May 19th Jarred Younger UAB webinar

Remy

Administrator
Maybe put the date in the title so people know it's a new one?

These are always great and I'm looking forward to this one too. Please everyone join in live if you can so that they keep doing them!
 

Who Me?

Well-Known Member
Note my confirming email had the wrong time for me. Someone else's was wrong too so don't count on that for the correct time.

I have the attention span of a gnat and this was very easy to follow. He just talks and answers questions. If he doesn't know something he says so. Very refreshing.

And very interesting.
 

bobby

Well-Known Member
I saw his previous presentation and I liked it a lot! very clear, very interesting. He seems eager to find out what's wrong with us, which is so refreshing! I prefer to listen in later, so good to know there's a playback.
 

Who Me?

Well-Known Member
I saw his previous presentation and I liked it a lot! very clear, very interesting. He seems eager to find out what's wrong with us, which is so refreshing! I prefer to listen in later, so good to know there's a playback.
He's looking into the brain inflammation and if our brains are hotter than normal controls. That's his area of interest.

He did talk about microglia and named a few things to calm it down since he thinks that is a problem. LDN, French Maritime Pine Bark, dextromethorphan, resveretrol and curcumin.
And something like albutolast?
 

keepinghopealive

Active Member
It was a wonderful presentation. Dr Younger is fantastic ... so clear, straightforward, and open about what he's working on, and what he does and doesn't know. He's perhaps the best thing that's ever happened for us patients.

== Data items ==
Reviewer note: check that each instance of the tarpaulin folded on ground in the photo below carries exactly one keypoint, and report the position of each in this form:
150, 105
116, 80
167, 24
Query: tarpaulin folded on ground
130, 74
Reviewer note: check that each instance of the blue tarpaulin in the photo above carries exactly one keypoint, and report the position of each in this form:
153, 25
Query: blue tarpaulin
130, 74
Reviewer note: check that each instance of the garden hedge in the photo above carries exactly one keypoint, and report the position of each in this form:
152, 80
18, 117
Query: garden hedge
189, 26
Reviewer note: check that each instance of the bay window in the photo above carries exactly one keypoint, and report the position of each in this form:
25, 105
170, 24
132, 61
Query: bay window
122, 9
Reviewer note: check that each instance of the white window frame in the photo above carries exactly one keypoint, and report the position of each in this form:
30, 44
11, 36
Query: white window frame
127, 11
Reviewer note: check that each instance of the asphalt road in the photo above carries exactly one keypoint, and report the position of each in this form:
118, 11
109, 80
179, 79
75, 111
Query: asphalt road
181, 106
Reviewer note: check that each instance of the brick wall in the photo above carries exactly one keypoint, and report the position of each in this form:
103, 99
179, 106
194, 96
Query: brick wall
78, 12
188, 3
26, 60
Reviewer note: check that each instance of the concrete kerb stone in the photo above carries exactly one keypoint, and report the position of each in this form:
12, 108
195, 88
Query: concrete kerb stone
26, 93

== Assignment A ==
From the webinar thread, list the things named in the sentence that begins "He did talk about microglia" as ways to calm it down.
== Assignment B ==
According to the webinar thread, what is Jarred Younger's area of interest?
== Assignment C ==
Write the next part of the webinar thread, picking up after its last post.

== Written response A ==
LDN, French Maritime Pine Bark, dextromethorphan, resveretrol, curcumin

== Written response B ==
Brain inflammation, and whether patients' brains are hotter than those of normal controls.

== Written response C ==
 

bobby

Well-Known Member
just out of curiosity: does anyone know if Jarred Younger has a family member who has ME? that's usually the case when researchers turn their interest towards ME...
 

bobby

Well-Known Member
just listened to the recording. it was so good!!! very easy to listen to, lots of interesting images. this guy is awesome!! :singing:

the two most important things he's studying are these (hope it's ok to post it here, if not I'll delete):

1. he'll try to measure brain temperature, as a marker for neuroinflammation. This is not easy to measure, as brain fever doesn't mean you run a fever in your entire body. But it does bring the entire body into a diseased state. He'll use MRS which is non invase and a lot cheaper than other scans.

a first very small sample (2 healthy controls, 2 CFS, 1 CFS+RA, 1 RA) clearly showed that both CFS and RA had brain fever.

2. immune cell tracking: the hypothesis here is that for some reason our blood brain barrier could be damaged. If this is true, periferal immune cells could go into brain, which would start causing inflammation in the brain, which leads to problems in all the bodily systems. It is very similar to what happens in MS, but less physically destructive (not autoimmune cells like in MS, programmed to destroy).

this hypothesis could also explain why ritux works: less b-cells = less b-cells crossing over into brain = less trouble.

How will they test this hypothesis: take out immune cells, tag them with a contrast agent (?), reinject those immune cells into patients blood, later take brain scans.

What they expect to see:
- in healthy brain: no infiltration, cause blood brain barrier is healthy.
- in ME/CFS: they expect to see these cells swimming around in the brain, cause they are able to cross the broken blood brain barrier.

Good thing about these scans is: there is no background noise, so they'd only see the tagged cells and nothing else, which makes things very clear.

These studies have not started yet, so we'll have to be patient! :headphone::yawn::nailbiting:
 

Ron

Member
I think I heard him say that the brain temperature study will be starting in the next couple of months.